--- Start Data for this task ---

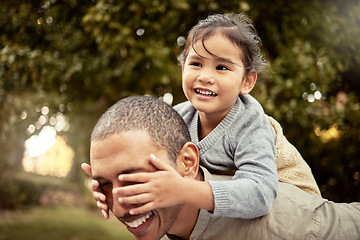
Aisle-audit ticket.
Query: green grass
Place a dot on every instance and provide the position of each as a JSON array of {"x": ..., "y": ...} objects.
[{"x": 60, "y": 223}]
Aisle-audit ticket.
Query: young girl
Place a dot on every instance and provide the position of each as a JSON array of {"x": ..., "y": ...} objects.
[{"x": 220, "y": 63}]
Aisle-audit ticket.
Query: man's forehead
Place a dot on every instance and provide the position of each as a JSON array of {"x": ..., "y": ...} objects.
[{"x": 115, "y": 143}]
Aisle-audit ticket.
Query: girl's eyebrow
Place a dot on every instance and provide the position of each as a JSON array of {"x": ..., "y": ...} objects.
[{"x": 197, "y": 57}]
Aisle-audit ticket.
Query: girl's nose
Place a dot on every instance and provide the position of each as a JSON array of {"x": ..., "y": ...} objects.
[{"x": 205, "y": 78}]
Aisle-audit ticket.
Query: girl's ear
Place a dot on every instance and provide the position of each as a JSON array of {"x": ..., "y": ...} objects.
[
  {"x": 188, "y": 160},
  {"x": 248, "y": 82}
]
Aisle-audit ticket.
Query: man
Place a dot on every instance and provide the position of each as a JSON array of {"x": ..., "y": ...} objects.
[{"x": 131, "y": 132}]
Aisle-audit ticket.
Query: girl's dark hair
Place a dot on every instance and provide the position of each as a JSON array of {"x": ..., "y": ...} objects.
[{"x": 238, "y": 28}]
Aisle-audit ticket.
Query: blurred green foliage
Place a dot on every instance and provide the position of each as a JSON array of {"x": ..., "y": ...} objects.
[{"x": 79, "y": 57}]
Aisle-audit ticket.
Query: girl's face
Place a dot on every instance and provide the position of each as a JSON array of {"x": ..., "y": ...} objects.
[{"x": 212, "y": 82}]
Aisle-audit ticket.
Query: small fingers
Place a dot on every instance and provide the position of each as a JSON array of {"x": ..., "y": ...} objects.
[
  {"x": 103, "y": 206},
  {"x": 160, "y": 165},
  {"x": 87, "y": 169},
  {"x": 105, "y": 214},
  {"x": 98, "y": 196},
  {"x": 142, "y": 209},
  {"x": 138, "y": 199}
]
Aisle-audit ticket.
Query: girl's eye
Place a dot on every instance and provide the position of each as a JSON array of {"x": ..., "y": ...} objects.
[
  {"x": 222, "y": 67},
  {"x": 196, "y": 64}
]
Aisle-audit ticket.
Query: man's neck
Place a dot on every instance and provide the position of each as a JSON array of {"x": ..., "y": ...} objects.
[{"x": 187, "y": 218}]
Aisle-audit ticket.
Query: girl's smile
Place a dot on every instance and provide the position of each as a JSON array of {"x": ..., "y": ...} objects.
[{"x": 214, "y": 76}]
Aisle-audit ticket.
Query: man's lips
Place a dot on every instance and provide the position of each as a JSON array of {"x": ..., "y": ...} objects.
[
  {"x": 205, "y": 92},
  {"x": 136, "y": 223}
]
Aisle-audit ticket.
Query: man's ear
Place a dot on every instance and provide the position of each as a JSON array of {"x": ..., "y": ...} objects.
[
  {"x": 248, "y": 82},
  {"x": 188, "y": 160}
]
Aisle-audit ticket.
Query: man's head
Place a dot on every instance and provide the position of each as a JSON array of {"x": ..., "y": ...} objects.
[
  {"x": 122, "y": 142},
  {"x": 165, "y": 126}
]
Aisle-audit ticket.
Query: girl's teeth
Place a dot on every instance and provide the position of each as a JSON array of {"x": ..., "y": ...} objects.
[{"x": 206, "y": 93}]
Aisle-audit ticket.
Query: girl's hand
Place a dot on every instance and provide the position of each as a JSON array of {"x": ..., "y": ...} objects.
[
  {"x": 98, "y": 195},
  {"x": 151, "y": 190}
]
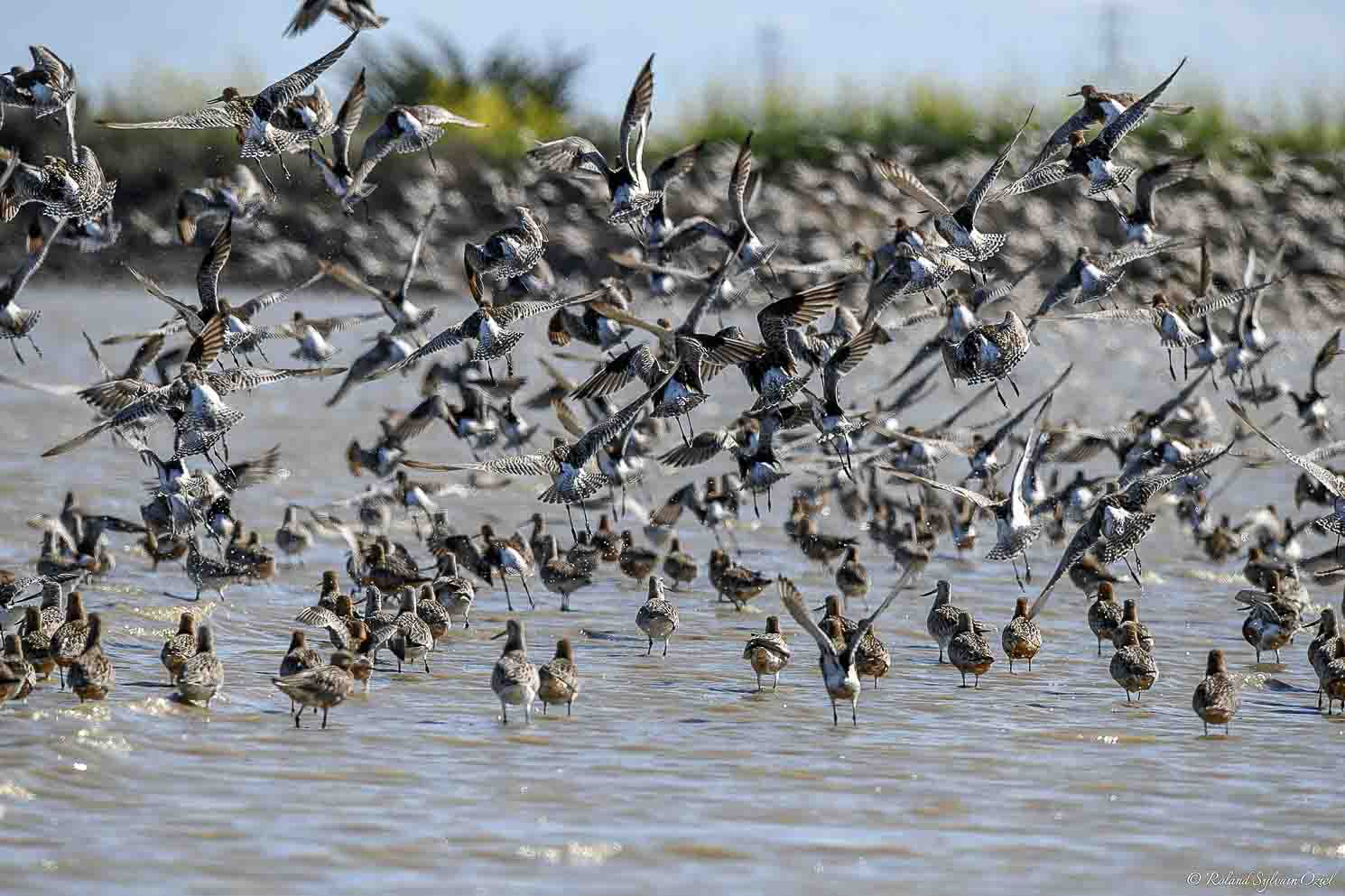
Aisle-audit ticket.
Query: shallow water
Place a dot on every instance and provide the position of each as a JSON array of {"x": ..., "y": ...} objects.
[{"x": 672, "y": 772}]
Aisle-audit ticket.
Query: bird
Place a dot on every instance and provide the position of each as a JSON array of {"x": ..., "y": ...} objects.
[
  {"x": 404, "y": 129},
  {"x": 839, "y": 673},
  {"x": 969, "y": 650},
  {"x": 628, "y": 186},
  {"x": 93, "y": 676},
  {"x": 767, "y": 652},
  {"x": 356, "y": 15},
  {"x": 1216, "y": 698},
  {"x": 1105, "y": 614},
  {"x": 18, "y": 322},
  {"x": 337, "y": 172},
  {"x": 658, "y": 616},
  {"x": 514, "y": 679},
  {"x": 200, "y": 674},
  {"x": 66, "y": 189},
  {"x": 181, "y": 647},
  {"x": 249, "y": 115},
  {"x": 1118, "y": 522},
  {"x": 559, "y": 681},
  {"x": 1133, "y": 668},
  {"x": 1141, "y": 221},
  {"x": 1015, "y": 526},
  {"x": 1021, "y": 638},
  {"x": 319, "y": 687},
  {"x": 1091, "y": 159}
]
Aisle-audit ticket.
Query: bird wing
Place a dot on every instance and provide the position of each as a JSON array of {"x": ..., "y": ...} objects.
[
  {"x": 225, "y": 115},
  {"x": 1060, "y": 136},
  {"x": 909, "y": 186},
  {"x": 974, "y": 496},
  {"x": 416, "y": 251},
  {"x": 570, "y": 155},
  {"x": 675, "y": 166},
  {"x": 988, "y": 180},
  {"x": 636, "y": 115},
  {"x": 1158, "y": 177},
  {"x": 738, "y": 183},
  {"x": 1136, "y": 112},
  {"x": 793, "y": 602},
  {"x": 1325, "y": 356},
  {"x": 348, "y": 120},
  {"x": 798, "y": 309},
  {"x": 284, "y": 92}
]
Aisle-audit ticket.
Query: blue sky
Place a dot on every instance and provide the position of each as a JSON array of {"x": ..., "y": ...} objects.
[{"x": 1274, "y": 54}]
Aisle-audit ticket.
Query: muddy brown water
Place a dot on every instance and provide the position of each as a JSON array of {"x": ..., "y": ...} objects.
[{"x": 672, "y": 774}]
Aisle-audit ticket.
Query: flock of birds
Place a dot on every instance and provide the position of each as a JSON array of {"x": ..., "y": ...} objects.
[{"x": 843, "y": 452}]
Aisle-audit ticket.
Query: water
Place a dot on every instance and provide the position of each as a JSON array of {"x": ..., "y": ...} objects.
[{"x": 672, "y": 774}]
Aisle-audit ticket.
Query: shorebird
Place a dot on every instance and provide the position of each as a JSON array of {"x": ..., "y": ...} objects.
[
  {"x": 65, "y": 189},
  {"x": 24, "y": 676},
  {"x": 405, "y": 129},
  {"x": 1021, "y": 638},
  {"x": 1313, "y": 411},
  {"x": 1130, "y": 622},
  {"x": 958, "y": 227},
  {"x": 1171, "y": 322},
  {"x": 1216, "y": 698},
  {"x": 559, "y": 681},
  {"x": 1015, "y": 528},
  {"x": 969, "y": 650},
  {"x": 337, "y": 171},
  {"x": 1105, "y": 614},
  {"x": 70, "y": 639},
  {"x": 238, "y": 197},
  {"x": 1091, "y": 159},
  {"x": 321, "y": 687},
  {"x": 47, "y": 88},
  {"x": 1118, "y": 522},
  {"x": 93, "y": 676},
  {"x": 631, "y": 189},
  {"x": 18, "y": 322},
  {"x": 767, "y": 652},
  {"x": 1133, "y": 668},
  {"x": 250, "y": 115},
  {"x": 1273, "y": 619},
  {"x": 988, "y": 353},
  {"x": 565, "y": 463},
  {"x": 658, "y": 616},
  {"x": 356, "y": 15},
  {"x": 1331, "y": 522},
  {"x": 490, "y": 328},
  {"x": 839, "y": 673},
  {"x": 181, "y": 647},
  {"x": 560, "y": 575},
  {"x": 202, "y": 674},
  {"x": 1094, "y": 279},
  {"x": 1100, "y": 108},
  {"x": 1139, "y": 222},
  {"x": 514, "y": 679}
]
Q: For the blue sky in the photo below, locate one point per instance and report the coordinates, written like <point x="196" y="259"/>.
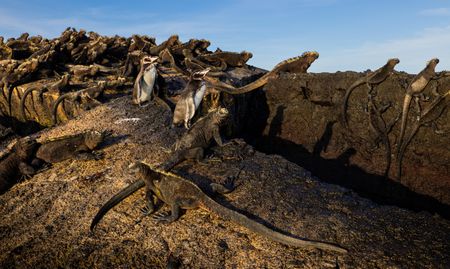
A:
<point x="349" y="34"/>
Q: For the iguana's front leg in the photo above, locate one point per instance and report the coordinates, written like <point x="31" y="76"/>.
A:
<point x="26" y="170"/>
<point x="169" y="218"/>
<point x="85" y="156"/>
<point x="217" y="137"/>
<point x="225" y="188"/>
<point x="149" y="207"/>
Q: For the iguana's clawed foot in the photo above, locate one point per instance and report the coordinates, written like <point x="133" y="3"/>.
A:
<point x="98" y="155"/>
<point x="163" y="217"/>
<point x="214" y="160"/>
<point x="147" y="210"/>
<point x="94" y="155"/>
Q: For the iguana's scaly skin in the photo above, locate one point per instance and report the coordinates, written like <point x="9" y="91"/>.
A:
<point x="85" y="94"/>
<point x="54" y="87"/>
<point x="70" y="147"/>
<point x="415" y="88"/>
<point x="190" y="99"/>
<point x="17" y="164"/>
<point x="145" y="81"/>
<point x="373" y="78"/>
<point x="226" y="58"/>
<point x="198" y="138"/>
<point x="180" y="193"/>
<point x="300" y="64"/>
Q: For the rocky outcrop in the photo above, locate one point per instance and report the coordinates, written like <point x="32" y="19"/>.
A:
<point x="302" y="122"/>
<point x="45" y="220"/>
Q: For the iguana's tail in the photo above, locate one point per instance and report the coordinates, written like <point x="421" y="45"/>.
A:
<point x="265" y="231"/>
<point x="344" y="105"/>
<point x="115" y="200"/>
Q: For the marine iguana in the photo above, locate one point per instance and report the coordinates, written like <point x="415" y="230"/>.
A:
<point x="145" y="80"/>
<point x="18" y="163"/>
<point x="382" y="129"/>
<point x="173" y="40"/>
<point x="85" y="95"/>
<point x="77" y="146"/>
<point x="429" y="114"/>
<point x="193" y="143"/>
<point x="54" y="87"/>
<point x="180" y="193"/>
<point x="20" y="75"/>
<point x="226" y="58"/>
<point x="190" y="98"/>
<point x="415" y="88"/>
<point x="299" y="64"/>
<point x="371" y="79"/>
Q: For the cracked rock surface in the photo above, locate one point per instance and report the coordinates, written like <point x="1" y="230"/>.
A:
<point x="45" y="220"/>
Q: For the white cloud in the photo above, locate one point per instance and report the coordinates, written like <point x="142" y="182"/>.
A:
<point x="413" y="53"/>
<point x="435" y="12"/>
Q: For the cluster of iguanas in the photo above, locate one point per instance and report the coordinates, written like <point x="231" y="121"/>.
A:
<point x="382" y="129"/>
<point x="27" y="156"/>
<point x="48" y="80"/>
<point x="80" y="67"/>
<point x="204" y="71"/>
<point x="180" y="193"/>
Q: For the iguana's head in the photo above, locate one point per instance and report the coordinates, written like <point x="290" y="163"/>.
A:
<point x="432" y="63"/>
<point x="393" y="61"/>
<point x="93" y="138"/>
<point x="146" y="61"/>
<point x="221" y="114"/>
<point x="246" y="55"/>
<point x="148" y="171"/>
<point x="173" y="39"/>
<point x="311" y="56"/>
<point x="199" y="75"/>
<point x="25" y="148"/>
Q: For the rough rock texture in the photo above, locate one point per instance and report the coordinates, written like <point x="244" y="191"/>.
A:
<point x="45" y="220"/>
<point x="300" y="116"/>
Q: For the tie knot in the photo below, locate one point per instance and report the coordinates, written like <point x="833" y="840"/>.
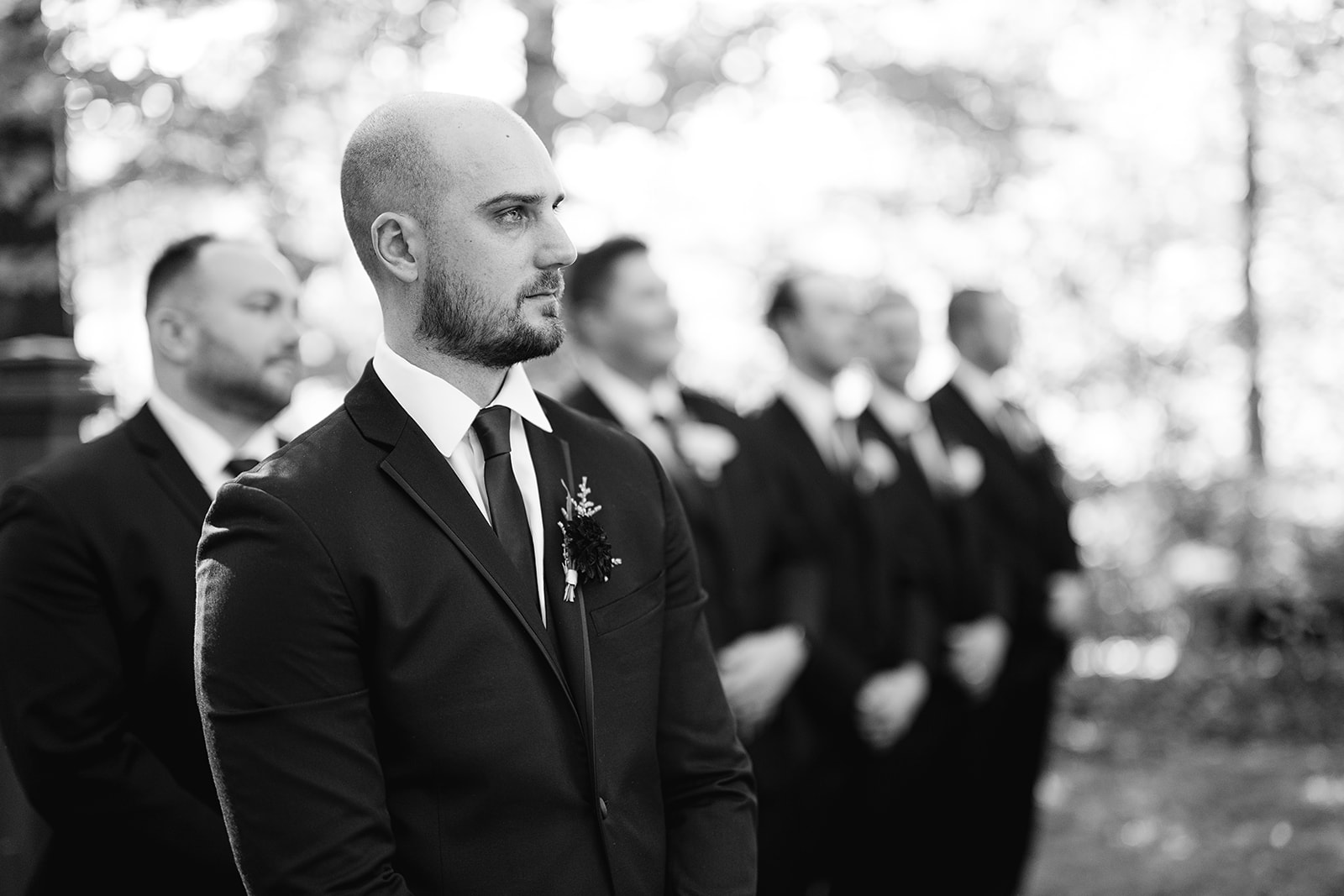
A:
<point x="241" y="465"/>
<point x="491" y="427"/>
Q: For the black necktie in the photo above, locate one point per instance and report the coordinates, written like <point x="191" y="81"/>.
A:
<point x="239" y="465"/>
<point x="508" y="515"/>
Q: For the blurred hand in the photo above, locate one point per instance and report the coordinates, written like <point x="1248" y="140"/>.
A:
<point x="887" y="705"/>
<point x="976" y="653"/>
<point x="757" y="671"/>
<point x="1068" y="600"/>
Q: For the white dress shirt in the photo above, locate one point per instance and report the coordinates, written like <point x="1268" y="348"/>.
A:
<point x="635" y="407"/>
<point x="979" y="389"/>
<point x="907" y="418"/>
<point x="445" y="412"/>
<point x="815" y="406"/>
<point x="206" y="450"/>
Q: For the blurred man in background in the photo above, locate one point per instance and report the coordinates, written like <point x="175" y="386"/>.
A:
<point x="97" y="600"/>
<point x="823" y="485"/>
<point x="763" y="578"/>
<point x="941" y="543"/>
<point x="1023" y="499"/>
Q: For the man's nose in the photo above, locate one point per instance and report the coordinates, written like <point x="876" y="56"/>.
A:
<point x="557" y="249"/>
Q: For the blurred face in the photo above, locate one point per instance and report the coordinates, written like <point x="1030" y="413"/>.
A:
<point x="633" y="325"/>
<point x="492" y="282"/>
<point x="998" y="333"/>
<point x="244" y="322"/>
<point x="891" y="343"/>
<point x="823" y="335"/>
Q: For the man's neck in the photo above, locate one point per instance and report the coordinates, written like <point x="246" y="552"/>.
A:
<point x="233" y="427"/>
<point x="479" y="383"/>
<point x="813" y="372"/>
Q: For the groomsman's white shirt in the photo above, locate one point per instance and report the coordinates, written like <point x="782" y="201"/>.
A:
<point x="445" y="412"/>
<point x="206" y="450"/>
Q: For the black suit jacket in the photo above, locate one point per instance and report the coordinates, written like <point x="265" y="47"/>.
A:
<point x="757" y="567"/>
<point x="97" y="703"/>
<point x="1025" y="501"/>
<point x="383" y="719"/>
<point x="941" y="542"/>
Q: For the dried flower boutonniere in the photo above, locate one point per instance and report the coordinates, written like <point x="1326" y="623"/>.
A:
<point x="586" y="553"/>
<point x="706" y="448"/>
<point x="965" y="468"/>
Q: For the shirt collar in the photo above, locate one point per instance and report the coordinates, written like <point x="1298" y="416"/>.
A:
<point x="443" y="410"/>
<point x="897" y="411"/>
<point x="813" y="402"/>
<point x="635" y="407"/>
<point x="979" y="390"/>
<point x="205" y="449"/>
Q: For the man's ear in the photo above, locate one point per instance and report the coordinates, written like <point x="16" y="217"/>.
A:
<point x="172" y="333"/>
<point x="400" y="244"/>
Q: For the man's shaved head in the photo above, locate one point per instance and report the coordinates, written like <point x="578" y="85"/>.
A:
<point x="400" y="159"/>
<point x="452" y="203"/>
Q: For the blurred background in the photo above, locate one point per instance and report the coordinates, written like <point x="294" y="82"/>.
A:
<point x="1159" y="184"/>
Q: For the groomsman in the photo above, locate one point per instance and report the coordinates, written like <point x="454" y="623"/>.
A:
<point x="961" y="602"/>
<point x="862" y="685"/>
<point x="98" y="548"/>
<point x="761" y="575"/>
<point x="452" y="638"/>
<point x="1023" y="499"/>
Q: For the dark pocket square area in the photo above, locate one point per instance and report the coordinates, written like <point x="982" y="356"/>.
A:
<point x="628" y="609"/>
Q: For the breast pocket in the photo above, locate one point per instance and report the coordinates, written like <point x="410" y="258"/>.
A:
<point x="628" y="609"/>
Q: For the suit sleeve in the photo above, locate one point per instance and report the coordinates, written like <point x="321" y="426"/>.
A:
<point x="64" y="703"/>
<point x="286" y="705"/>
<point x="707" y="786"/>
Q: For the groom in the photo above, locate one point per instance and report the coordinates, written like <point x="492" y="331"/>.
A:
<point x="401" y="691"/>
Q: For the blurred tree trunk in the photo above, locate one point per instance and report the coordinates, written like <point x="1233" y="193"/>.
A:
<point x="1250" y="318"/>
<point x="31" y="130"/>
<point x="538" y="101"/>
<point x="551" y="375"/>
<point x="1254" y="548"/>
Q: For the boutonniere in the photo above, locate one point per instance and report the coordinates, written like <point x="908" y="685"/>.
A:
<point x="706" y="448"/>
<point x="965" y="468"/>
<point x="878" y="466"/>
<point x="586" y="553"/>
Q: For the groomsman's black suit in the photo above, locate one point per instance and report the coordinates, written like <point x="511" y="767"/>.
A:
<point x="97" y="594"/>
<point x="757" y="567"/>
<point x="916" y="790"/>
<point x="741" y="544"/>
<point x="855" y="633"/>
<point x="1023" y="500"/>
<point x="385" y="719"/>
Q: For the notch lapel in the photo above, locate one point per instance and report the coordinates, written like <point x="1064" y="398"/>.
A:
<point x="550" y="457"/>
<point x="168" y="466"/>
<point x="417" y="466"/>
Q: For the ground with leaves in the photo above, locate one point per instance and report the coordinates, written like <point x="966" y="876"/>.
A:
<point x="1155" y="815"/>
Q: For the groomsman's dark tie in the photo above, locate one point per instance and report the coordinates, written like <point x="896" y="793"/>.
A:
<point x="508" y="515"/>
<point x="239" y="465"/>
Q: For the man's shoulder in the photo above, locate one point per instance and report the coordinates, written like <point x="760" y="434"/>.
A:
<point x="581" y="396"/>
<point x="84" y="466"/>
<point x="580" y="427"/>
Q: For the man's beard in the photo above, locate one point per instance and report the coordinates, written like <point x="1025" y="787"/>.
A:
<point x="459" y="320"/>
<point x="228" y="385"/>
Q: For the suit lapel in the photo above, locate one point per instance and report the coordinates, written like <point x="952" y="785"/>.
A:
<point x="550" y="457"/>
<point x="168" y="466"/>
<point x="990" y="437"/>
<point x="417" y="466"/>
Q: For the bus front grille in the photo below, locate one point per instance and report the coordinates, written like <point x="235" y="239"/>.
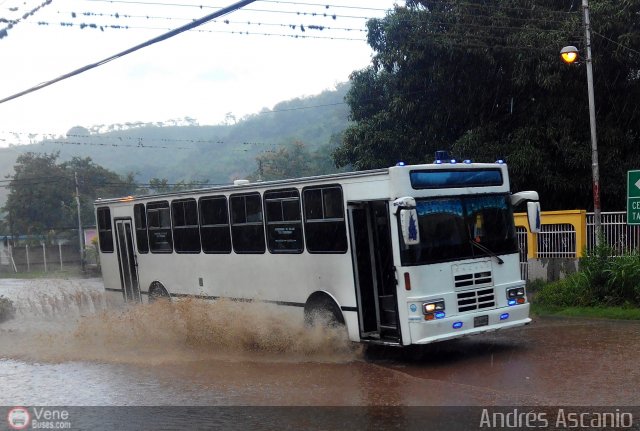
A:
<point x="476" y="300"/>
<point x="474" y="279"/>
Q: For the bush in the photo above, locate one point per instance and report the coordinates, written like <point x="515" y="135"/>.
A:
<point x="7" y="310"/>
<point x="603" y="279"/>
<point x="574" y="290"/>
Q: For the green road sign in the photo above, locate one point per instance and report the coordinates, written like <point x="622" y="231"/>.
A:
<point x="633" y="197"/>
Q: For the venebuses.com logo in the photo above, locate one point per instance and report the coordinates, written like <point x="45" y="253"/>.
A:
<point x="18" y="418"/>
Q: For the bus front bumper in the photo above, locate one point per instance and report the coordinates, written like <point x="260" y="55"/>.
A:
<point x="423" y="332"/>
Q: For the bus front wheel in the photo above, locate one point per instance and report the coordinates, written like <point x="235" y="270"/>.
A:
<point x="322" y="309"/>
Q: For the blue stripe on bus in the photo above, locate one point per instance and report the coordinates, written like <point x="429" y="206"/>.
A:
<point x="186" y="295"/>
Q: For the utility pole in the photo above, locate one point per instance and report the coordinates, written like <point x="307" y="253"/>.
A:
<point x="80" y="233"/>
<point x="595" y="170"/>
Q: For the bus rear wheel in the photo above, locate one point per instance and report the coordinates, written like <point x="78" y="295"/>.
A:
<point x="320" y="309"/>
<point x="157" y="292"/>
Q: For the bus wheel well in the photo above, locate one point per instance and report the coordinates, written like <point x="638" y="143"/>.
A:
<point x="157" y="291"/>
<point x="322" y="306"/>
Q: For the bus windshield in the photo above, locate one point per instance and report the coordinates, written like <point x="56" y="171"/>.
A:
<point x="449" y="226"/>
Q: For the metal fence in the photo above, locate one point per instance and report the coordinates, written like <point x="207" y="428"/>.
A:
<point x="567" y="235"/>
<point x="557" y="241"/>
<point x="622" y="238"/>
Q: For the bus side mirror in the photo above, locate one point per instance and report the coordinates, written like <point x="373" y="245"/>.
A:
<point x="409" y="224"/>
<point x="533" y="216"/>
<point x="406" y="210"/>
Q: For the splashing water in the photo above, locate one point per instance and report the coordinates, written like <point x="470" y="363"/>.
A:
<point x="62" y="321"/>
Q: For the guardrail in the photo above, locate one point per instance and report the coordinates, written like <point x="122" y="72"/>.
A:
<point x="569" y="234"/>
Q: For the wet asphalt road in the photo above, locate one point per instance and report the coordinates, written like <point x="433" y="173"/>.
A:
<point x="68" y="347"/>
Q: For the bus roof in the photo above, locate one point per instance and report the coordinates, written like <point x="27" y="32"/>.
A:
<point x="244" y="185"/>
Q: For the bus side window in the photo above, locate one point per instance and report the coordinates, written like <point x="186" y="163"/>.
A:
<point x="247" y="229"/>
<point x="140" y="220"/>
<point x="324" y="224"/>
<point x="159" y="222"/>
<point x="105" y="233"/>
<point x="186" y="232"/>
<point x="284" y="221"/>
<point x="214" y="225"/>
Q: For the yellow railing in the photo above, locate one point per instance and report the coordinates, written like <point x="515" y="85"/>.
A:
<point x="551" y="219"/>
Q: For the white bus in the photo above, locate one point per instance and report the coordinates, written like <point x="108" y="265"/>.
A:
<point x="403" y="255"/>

--- End Data for this task ---

:: To be done ::
Each line from the one containing "Q: For the bus side mirror" through the end of the entries, both included, is to be returned exactly, with no other lines.

:: Solution to this problem ::
Q: For the bus side mirror in the photo above, locate one point per instance and report the coordinates, written like <point x="373" y="245"/>.
A:
<point x="409" y="224"/>
<point x="533" y="216"/>
<point x="406" y="210"/>
Q: For the splashing water in the photo above, locate one point per instance and report the coordinates, written like <point x="470" y="363"/>.
A:
<point x="62" y="321"/>
Q: For the guardrail in the photo above, locate one point per instance and report the coordinates, written like <point x="122" y="72"/>.
A:
<point x="569" y="234"/>
Q: For the wet asphalt road in the photo above, locate one point per instance and report the coordinates, written like <point x="433" y="173"/>.
A:
<point x="68" y="347"/>
Q: For the bus roof in the photo above, locate one point per instance and report the coordinates, written like <point x="27" y="32"/>.
A:
<point x="244" y="185"/>
Q: For the bus side window in the photo above, locate one point per instance and report the coordinates, written like <point x="186" y="163"/>.
A:
<point x="247" y="229"/>
<point x="140" y="220"/>
<point x="324" y="224"/>
<point x="159" y="222"/>
<point x="105" y="233"/>
<point x="186" y="232"/>
<point x="284" y="221"/>
<point x="214" y="225"/>
Q: For the yellow railing in the photo above, locate one point per instance and report the coordinates, written like <point x="515" y="85"/>.
A:
<point x="551" y="219"/>
Q: For the white bus in the photo above, locate one point per instance and report the coordinates, written like <point x="108" y="265"/>.
A:
<point x="403" y="255"/>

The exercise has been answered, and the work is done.